Aim a:
According to the SADC development strategy article, by what year is a Free Trade Area to be established?

— START OF Reading text —

SADC regional development strategy 2005

by Munetsi Madakufamba – SANF 05 no 14
Business plans and one-year budgets presented to the SADC Council of Ministers meeting in Mauritius on 21-25 February will launch the implementation of SADC’s strategy for development of southern Africa.

The implementation strategy is based on two road maps – the Regional Indicative Strategic Development Plan (RISDP) and the Strategic Indicative Plan for the Organ (SIPO) on Politics, Defence and Security.

The RISDP and SIPO are long term plans that were separately launched last year. Business plans for each sector or theme have been developed to unbundle the long-term plans and clearly define the responsibilities of each role player as well as the resources required during the implementation phase.

One-year budgets for these business plans and for the SADC institutions 2005/6 financial year are expected to be approved by Friday when the meeting ends. The Ministers will also review progress on preparations for the SADC Consultative Conference to be convened on 25-27 April also in Mauritius.

Under the theme, “Partnership for the implementation of the Regional Indicative Strategic Development Plan”, the consultative conference will seek to build a new partnership involving key stakeholders such as international cooperating partners, civil society, NGOs and the private sector. The conference is expected to agree on the overall goal of the new partnership, its objectives and guiding principles.

In the first quarter of this year, implementation of RISDP and SIPO is expected to roll into motion.

“The [business] plans will help the SADC Secretariat, the member states and other stakeholders to understand the feasibility of achieving desired results from activities performed by directorates and units based on current resource constraints,” says Prega Ramsamy, SADC Executive Secretary.

A priority for the Trade, Industry, Finance and Investment directorate is to fast-track trade liberalization in order to establish a Free Trade Area by 2008, as envisaged in the Trade Protocol.

A mid-term review done last year recommended further simplification of the rules of origin in order to make the private sector respond more positively to market access opportunities.

The Trade Protocol also provides for the establishment of a Customs Union by 2010. To this end, the SADC Sub-committee on Customs Cooperation adopted a Customs Union Road Map last year, to prepare customs administrations for 2010.

The sub-committee established a Conformity Assessment Mechanism, consisting of strategic components that form a checklist against which implementation of the Protocol can be assessed.

In order to put in place the various customs instruments as well as harmonise regional training of customs officials and stakeholders, the sub-committee has developed and adopted training modules.

Priorities for the Economic Partnership Agreements to be negotiated with the EU were defined last year and negotiations were expected to begin in January 2005. Intense preparatory work was done by member states and SADC Secretariat, with the latter setting up a special unit to coordinate and facilitate the negotiations.

For the harmonization of SADC Mining Policies, Standards, Legislative and Regulatory Frameworks, an experts meeting convened last year proposed a model framework which “will be considered by an ad hoc meeting of mining ministers before March this year.”

— END OF Reading text —

Aim b:
In the records, begin at the line that has "One point belongs to each instance of the bald" and stop after the line that has "[[536, 153], [453, 128]]". Reproduce those lines, substituting "Label" for "Target" and leaving everything else unchanged.

— START OF Provided records —

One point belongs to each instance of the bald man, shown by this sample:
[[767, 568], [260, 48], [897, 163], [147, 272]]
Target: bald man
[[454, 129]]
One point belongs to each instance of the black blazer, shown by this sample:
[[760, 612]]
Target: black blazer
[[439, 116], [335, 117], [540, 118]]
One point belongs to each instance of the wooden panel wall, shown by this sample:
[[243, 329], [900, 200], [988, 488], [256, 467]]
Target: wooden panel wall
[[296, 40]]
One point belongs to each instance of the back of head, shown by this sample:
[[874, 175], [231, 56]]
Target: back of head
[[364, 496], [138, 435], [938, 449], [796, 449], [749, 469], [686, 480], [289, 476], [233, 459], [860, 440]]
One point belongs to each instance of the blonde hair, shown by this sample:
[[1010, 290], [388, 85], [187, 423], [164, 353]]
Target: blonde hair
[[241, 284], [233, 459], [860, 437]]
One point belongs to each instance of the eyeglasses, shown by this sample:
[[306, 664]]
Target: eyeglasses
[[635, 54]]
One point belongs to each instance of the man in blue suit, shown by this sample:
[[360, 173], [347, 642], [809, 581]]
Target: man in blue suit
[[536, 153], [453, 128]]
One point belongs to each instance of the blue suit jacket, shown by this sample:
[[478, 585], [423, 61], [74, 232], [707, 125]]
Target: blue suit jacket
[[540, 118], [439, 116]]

— END OF Provided records —
— START OF Provided records —

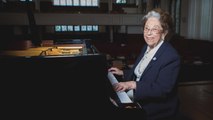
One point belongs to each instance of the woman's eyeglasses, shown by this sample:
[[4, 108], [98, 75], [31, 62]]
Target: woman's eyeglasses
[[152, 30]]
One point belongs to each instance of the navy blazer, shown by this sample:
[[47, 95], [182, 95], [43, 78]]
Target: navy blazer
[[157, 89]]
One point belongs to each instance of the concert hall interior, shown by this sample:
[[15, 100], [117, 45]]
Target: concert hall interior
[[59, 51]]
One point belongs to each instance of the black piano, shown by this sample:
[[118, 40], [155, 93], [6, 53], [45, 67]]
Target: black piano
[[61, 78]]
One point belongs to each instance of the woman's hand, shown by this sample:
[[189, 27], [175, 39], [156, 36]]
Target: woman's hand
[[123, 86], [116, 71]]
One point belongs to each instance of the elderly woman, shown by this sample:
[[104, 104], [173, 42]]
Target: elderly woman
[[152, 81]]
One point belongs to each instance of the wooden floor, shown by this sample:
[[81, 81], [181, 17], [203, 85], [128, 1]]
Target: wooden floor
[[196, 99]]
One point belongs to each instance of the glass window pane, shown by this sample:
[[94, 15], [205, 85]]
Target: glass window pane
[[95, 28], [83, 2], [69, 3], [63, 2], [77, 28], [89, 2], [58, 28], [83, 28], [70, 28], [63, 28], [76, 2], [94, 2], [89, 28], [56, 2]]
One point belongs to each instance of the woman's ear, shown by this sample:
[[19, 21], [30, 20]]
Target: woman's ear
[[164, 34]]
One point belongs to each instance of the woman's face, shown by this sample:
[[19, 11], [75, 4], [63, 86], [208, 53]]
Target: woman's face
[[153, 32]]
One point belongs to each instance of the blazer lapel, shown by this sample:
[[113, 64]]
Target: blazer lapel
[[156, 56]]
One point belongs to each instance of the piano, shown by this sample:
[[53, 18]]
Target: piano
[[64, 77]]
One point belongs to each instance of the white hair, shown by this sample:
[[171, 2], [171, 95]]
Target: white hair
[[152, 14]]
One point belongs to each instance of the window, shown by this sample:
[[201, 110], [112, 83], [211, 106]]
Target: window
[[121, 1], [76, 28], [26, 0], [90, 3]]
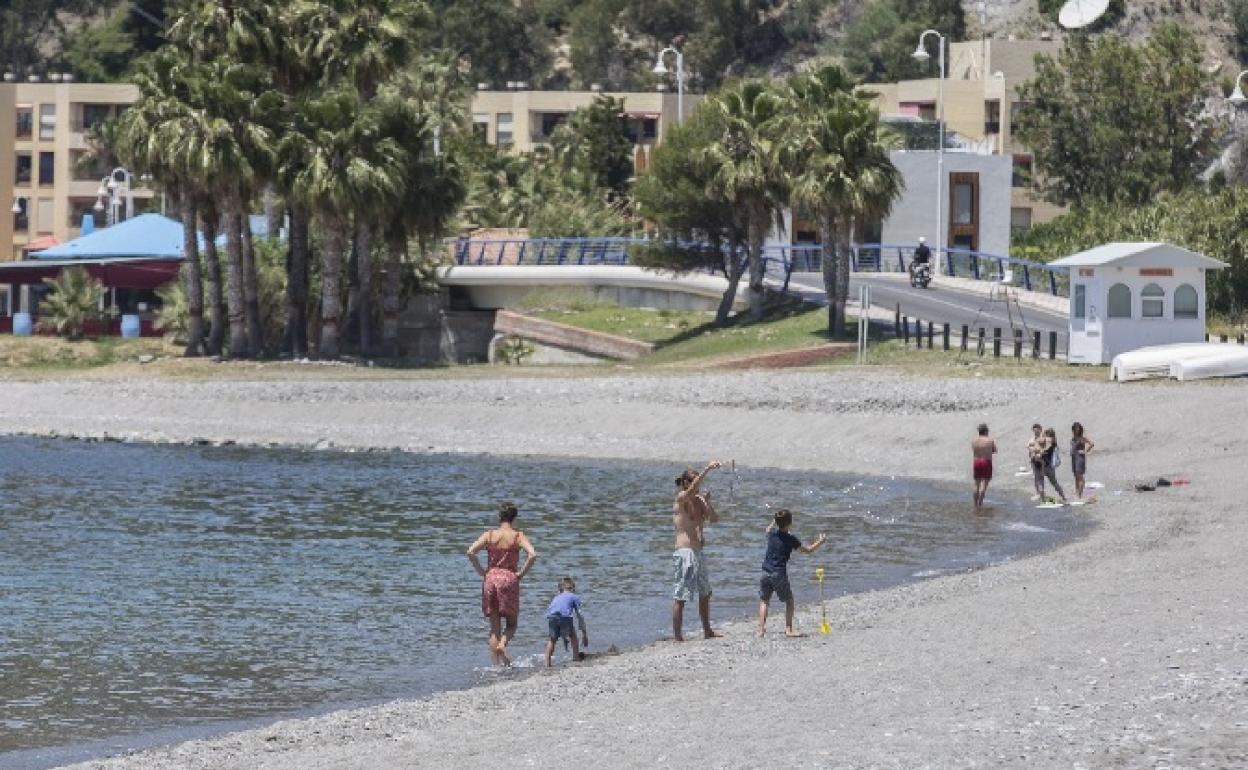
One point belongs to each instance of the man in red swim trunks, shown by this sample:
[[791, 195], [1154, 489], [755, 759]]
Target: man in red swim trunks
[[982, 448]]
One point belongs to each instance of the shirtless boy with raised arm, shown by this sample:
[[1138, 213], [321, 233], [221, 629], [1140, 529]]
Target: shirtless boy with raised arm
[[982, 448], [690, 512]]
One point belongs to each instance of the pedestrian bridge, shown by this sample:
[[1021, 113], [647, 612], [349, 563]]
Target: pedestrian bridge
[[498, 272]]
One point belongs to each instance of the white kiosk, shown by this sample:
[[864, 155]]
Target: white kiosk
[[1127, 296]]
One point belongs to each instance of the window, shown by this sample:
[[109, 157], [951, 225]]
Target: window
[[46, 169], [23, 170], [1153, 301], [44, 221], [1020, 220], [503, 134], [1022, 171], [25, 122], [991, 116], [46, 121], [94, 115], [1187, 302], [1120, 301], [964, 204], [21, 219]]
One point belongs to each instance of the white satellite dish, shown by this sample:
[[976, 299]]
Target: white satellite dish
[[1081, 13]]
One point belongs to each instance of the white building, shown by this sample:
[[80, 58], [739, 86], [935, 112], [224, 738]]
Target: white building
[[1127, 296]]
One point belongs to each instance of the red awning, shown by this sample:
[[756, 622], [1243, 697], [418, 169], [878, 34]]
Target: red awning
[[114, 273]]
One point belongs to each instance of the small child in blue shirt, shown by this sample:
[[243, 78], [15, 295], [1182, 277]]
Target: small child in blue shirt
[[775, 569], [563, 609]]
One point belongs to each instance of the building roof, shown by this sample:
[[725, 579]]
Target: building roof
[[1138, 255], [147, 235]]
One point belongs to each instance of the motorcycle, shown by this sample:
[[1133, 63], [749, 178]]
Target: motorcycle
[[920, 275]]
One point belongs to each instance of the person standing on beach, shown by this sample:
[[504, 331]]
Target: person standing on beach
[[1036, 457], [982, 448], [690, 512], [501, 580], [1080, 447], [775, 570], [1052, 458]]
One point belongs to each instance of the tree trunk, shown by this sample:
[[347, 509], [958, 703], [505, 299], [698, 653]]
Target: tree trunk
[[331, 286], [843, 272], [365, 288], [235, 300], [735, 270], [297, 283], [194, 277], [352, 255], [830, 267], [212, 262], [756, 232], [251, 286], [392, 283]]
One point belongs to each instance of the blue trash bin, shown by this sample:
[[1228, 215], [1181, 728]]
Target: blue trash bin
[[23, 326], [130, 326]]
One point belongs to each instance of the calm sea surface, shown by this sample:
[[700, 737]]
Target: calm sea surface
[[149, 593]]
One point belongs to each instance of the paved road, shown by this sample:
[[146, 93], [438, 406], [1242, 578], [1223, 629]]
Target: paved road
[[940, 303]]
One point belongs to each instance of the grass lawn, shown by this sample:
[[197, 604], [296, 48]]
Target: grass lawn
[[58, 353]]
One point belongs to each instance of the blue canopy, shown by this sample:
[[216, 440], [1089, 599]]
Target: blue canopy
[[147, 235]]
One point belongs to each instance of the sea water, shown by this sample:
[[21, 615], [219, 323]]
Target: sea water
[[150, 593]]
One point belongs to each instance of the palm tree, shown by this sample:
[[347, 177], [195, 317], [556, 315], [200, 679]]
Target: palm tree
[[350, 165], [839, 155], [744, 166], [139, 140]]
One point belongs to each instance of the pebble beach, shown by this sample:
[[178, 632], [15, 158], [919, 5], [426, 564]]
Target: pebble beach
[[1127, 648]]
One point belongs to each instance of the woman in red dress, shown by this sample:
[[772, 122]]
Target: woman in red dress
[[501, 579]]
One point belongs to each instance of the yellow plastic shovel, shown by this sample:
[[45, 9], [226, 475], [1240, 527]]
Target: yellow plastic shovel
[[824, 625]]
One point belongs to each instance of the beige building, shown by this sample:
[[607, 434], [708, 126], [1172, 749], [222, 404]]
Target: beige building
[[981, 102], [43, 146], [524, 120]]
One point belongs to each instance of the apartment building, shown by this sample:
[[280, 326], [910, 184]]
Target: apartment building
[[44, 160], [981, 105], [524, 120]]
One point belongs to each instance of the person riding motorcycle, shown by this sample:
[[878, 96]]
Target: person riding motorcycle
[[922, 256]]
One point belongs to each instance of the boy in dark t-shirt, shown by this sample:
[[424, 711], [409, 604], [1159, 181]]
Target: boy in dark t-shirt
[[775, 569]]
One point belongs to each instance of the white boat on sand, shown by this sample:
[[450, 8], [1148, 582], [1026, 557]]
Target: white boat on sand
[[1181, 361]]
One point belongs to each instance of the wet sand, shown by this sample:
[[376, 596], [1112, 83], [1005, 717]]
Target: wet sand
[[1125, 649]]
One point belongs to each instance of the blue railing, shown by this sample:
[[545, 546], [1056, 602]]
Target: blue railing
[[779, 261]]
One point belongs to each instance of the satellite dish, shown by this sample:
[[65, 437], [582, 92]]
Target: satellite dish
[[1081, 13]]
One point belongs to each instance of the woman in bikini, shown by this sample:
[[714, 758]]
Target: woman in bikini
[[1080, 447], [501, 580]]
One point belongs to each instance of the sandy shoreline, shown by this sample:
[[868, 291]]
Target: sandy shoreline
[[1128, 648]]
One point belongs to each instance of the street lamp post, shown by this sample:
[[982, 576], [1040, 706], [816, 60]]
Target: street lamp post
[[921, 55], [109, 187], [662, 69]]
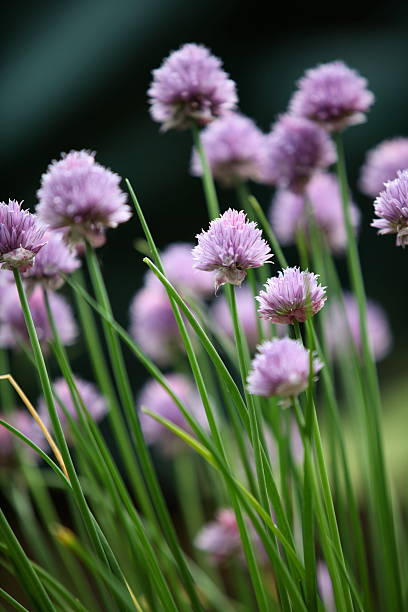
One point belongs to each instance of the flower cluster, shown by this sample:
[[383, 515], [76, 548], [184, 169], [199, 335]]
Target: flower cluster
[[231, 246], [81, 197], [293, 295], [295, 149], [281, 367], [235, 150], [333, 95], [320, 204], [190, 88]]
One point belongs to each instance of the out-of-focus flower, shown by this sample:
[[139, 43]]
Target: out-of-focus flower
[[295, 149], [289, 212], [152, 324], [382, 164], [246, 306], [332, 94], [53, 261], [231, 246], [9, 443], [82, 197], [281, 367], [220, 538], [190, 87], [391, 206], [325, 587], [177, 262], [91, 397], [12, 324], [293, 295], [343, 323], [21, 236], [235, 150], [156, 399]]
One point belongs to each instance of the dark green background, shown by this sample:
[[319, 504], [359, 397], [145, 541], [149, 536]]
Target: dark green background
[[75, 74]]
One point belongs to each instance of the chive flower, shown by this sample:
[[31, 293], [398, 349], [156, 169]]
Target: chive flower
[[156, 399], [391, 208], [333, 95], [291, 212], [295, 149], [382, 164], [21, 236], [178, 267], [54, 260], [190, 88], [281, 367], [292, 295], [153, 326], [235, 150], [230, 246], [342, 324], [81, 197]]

— END OF Provided records —
— START OF Provided records —

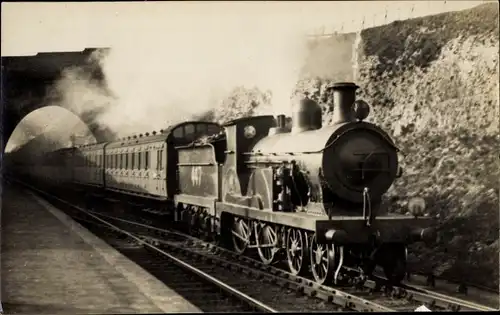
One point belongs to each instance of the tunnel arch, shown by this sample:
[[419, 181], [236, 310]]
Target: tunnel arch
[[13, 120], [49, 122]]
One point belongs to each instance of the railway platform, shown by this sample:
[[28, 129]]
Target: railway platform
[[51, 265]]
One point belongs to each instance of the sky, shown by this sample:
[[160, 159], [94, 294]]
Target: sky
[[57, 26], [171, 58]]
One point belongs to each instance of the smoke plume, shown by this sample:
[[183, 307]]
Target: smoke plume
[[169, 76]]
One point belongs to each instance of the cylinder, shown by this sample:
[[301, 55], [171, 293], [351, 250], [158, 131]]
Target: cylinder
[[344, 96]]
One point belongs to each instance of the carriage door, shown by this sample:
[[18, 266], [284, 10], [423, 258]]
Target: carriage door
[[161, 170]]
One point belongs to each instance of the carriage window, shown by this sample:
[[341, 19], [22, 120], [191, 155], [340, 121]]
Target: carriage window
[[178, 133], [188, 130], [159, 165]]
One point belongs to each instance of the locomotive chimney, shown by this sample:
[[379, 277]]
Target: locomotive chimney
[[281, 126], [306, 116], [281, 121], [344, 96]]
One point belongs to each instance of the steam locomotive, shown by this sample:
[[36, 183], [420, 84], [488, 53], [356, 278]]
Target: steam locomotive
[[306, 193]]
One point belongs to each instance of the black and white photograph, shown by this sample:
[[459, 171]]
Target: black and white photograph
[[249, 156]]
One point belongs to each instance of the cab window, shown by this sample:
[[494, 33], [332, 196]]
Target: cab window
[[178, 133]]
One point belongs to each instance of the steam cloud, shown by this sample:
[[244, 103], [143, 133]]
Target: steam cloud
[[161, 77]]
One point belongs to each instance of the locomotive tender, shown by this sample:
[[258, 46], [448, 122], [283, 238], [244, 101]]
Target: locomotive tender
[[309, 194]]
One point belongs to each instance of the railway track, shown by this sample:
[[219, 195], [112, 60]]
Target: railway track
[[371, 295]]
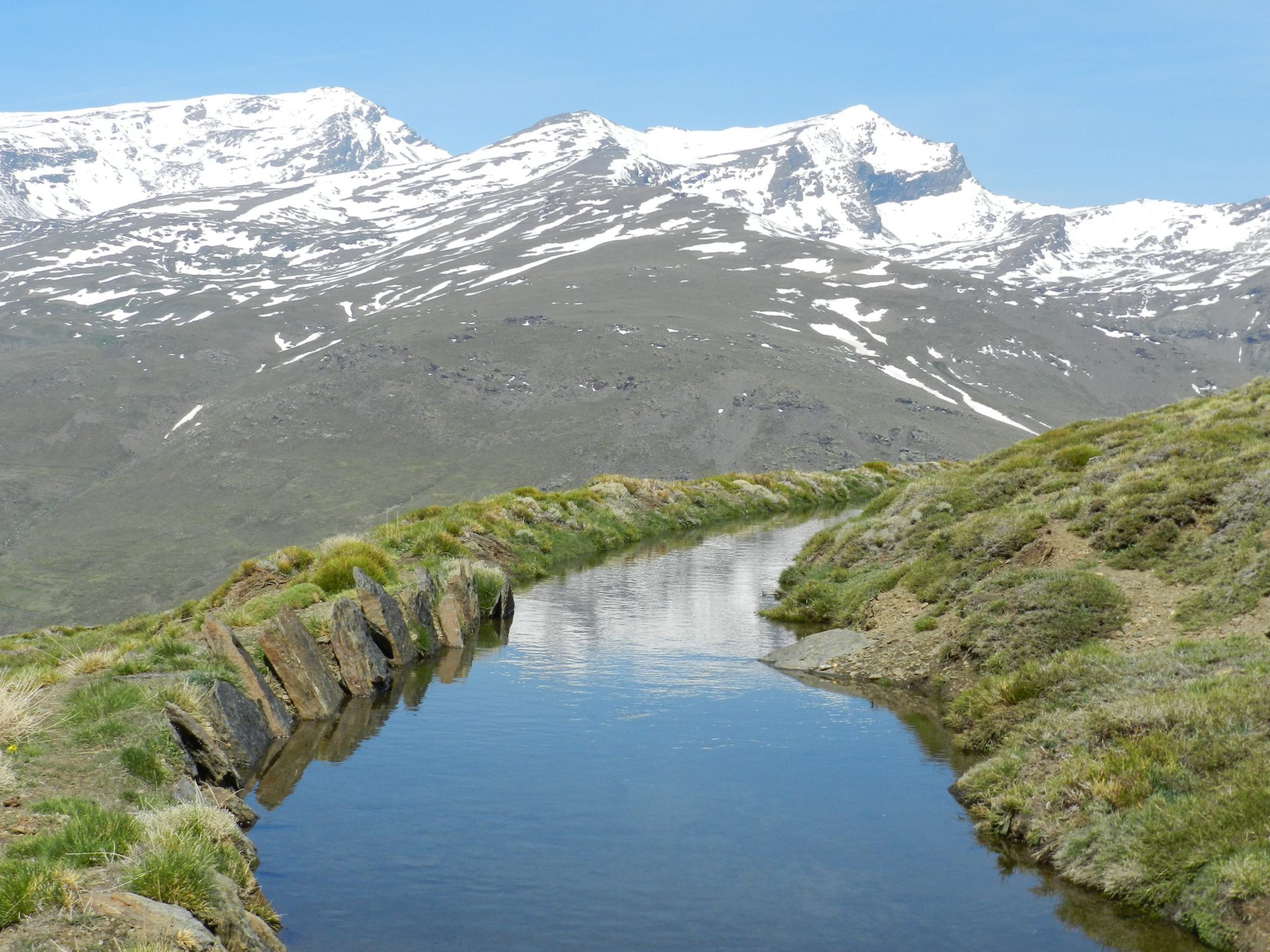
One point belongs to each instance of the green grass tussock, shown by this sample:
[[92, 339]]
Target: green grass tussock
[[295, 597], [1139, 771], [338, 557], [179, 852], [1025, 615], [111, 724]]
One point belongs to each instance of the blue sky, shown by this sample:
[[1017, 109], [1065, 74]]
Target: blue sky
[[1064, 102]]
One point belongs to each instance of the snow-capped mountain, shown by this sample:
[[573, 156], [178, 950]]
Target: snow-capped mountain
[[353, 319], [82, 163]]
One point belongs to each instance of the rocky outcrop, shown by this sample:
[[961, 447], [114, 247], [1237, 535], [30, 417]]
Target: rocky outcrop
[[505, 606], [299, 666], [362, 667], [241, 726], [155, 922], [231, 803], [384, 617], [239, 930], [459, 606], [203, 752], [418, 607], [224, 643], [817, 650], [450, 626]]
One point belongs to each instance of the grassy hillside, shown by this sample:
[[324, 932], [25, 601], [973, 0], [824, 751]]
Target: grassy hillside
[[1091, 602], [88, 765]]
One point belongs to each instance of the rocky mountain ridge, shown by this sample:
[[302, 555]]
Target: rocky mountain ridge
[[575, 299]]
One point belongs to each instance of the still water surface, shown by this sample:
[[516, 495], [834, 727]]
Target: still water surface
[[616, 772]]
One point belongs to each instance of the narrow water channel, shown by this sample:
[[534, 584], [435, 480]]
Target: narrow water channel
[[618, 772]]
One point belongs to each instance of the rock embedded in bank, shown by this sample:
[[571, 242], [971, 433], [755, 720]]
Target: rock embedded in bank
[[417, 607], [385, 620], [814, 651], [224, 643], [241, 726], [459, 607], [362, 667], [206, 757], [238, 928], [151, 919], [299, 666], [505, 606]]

— END OF Provided records —

Expected output a:
By 2008.

Expected output b:
One point belongs to each instance of the bald man, shown by this sample:
[[767, 568], [260, 48], [897, 163], [147, 272]]
Label: bald man
[[454, 129]]
One point belongs to each instance of the black blazer, shown by this sample:
[[760, 612]]
Label: black blazer
[[439, 116], [335, 117], [540, 118]]
One point belongs to each instance of the wooden panel wall, shown by this sample:
[[243, 329], [900, 200], [988, 488], [256, 467]]
Label: wooden panel wall
[[296, 40]]
One point belongs to each instance of the back of head, shown by this sample:
[[874, 175], [231, 56]]
Label: back of head
[[364, 496], [138, 435], [938, 449], [796, 449], [749, 469], [686, 480], [289, 476], [233, 459], [860, 440]]
One point belongs to each instance of the blonde hair, shown by this sample:
[[1010, 290], [388, 85], [187, 423], [164, 353]]
Label: blonde hair
[[241, 284], [233, 459], [860, 437]]
One point belongs to each instance of the eyeglasses, shown by this sample:
[[306, 664]]
Label: eyeglasses
[[635, 54]]
One point belongs to each instance of the man in blue suit, shown by this sample:
[[360, 173], [347, 642], [809, 581]]
Label: man in blue suit
[[536, 153], [453, 128]]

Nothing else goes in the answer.